### WHAT IS ASKED:
Gather every line of the listing below that contains the word "dried", and copy each one in full.

### ITEMS:

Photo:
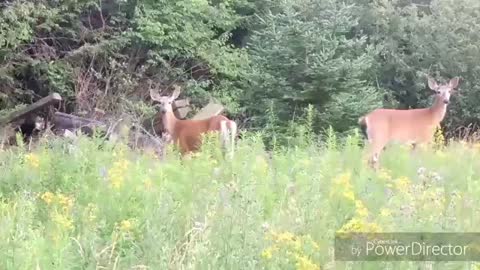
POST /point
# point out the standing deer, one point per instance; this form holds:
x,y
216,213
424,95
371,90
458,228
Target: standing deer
x,y
187,134
416,126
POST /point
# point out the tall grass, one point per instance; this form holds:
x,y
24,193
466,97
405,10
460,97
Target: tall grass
x,y
94,205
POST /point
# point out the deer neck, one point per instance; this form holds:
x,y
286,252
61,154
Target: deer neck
x,y
438,110
169,121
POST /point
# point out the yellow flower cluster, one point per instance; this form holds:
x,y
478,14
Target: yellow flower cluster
x,y
342,183
65,202
32,160
126,225
384,174
91,212
293,247
261,166
116,174
384,212
357,225
62,206
402,184
360,209
63,221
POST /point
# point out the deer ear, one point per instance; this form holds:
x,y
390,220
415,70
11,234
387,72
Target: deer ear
x,y
154,95
432,83
175,93
454,82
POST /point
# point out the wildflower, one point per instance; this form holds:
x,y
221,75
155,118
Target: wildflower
x,y
358,225
147,183
63,221
261,165
285,237
360,209
349,195
267,253
126,225
385,212
402,183
384,175
304,263
421,171
344,180
91,212
47,197
116,173
33,160
65,201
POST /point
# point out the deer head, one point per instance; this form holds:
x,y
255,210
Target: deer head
x,y
164,103
443,91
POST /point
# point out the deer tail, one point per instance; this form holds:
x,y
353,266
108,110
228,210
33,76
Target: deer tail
x,y
228,130
233,134
363,122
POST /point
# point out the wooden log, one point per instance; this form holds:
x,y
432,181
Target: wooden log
x,y
68,121
43,103
181,103
210,110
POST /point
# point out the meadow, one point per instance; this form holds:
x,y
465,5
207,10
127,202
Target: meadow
x,y
89,204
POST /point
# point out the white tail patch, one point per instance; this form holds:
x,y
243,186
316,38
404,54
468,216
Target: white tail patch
x,y
228,131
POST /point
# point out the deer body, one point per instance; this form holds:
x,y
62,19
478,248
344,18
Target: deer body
x,y
187,134
416,126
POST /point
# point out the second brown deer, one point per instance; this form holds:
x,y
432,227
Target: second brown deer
x,y
414,126
187,134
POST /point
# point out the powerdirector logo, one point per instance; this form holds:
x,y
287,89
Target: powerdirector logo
x,y
407,246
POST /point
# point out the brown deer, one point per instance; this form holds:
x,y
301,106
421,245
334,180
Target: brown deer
x,y
416,126
187,134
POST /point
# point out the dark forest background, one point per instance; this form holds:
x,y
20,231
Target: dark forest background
x,y
270,62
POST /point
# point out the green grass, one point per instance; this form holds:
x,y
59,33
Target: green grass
x,y
92,205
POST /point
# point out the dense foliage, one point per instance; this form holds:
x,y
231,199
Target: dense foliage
x,y
266,60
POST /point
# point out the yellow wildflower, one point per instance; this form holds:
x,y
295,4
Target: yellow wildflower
x,y
384,174
126,225
116,173
65,201
148,183
385,212
344,180
32,160
349,195
261,165
357,225
91,212
47,197
360,209
267,253
304,263
285,237
402,183
63,221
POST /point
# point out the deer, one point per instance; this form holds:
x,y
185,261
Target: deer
x,y
187,134
415,126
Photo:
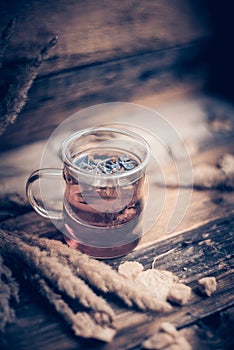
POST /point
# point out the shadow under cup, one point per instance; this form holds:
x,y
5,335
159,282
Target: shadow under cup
x,y
104,171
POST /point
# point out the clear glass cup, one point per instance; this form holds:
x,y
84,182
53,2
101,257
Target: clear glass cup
x,y
104,173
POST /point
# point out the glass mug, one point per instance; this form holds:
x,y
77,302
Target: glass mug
x,y
104,198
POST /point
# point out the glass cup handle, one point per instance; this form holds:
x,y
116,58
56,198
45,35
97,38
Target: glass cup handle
x,y
32,198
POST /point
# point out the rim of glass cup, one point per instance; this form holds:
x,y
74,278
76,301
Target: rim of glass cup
x,y
69,140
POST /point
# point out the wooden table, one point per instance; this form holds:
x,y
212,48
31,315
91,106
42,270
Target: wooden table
x,y
201,245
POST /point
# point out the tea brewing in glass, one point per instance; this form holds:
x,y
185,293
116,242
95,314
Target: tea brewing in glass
x,y
104,174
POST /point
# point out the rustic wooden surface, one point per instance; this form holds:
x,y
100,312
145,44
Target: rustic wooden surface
x,y
202,245
107,51
151,53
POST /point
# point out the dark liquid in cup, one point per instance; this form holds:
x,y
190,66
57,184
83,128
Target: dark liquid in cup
x,y
102,216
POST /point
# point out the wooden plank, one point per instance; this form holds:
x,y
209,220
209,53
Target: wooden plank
x,y
92,31
201,252
55,97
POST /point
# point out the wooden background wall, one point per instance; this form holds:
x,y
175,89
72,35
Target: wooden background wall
x,y
107,51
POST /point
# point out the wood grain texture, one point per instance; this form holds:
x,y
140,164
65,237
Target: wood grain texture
x,y
93,31
205,251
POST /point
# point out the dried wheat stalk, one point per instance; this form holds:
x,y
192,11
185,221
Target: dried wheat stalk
x,y
5,38
58,274
100,275
16,96
9,291
82,323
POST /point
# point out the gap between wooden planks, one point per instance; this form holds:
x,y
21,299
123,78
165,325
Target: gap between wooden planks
x,y
205,251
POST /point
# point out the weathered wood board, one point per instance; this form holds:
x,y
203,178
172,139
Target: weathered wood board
x,y
202,245
108,51
205,251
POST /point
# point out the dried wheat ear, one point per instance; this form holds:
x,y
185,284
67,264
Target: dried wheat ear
x,y
63,274
16,96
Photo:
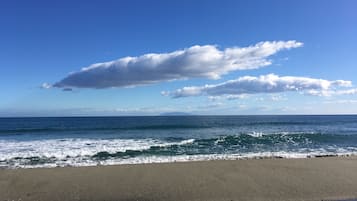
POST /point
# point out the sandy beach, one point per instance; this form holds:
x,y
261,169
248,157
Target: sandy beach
x,y
330,178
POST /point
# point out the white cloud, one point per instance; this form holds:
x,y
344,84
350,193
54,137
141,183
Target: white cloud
x,y
197,61
263,84
331,92
46,86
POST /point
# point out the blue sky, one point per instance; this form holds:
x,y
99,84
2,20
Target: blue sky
x,y
305,41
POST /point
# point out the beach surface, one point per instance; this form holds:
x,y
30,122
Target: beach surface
x,y
328,178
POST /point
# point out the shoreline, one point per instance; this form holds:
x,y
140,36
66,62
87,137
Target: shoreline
x,y
188,158
322,178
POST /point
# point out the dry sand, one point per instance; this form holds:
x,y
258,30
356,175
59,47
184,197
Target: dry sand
x,y
330,178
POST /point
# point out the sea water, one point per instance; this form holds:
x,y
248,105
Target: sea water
x,y
89,141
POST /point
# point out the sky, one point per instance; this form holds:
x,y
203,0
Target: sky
x,y
117,58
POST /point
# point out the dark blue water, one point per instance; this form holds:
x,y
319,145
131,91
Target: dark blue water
x,y
83,141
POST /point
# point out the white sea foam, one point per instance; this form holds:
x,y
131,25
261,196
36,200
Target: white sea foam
x,y
79,152
70,148
76,162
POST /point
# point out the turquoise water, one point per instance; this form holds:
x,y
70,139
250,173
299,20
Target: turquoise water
x,y
87,141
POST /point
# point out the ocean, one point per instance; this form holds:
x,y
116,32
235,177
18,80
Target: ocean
x,y
90,141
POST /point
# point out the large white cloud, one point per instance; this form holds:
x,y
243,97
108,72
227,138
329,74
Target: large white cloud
x,y
197,61
263,84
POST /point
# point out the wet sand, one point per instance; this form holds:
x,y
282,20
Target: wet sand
x,y
330,178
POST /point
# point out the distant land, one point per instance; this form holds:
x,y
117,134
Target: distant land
x,y
175,114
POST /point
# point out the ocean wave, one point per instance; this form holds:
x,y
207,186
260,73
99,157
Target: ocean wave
x,y
78,151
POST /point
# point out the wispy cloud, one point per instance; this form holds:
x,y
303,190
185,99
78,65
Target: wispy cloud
x,y
270,83
206,61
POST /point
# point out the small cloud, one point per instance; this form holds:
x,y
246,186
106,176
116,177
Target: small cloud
x,y
270,83
205,61
67,89
46,86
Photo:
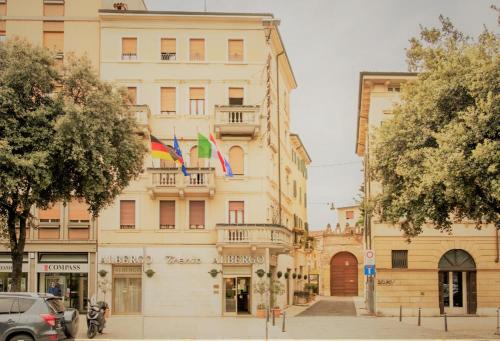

### RESULT BELOW:
# point out the dried wheat stalk, one point per instance; this form holds:
Target: dried wheat stalk
# point out the dried wheat ear, one point per instance; this form holds:
Target: dried wheat ear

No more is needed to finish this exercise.